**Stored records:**
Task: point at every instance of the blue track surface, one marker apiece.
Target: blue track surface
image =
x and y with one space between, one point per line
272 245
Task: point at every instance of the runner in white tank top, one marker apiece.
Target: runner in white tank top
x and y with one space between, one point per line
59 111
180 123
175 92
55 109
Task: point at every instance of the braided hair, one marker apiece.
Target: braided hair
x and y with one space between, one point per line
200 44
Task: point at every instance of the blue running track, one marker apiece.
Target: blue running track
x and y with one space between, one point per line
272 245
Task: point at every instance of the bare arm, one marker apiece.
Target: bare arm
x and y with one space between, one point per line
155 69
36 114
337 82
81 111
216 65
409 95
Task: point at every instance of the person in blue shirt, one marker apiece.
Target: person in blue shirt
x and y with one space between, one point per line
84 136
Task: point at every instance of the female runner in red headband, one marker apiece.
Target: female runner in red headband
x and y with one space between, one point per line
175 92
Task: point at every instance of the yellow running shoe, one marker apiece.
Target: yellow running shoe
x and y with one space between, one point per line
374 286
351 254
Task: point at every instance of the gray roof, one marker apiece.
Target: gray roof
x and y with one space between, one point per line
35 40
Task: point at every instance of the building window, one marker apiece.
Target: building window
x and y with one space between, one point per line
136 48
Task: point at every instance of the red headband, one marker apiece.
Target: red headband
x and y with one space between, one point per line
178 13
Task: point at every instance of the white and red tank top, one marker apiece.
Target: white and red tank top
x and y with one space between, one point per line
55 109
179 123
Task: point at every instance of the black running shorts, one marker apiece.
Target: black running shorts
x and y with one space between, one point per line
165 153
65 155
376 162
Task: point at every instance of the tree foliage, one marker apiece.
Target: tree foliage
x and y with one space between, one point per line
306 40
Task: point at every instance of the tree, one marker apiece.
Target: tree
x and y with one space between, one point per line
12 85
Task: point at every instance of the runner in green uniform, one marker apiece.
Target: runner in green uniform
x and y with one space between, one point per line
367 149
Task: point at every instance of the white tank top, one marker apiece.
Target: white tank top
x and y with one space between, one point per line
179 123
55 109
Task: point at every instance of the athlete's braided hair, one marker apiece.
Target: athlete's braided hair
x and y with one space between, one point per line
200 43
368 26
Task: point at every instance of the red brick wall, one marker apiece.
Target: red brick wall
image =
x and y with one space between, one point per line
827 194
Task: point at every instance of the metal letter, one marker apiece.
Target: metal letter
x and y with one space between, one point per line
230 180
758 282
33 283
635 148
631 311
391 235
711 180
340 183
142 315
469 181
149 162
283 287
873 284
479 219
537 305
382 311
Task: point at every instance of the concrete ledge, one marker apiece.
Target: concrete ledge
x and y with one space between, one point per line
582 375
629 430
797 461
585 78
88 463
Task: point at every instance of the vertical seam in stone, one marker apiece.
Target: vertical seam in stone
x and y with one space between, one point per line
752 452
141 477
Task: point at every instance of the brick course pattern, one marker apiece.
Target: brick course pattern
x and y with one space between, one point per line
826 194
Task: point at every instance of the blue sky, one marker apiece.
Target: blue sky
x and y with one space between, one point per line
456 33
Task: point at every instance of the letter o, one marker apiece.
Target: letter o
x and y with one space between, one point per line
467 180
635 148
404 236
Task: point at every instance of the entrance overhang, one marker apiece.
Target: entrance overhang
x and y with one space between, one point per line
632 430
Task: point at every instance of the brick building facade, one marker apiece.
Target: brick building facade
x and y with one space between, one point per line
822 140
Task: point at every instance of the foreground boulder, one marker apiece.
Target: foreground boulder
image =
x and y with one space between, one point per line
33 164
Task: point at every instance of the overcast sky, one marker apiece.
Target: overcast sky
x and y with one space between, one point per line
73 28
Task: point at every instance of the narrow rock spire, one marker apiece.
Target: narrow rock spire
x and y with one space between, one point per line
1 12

**Exercise prompt:**
Render the records as a Markdown table with columns headed Row and Line. Cover only the lines from the one holding "Task: point at every instance of the foreground" through the end of the records, both included, give each line its own numbered row, and leave out any blank lines.

**Worked solution:**
| Row | Line |
|---|---|
| 1 | Task: point at every instance of the foreground boulder, one marker apiece. |
| 2 | Target: foreground boulder |
| 3 | image = |
| 4 | x and y with one space between, one point per line |
| 5 | 33 164 |
| 6 | Task: point at every instance of the overcast sky, one marker apiece. |
| 7 | Target: overcast sky |
| 8 | x and y with one space between, one point per line |
| 9 | 73 28 |
| 10 | Task: point at every instance of the narrow rock spire, one marker apiece. |
| 11 | Target: narrow rock spire |
| 12 | x and y with one space between, one point per line |
| 13 | 1 12 |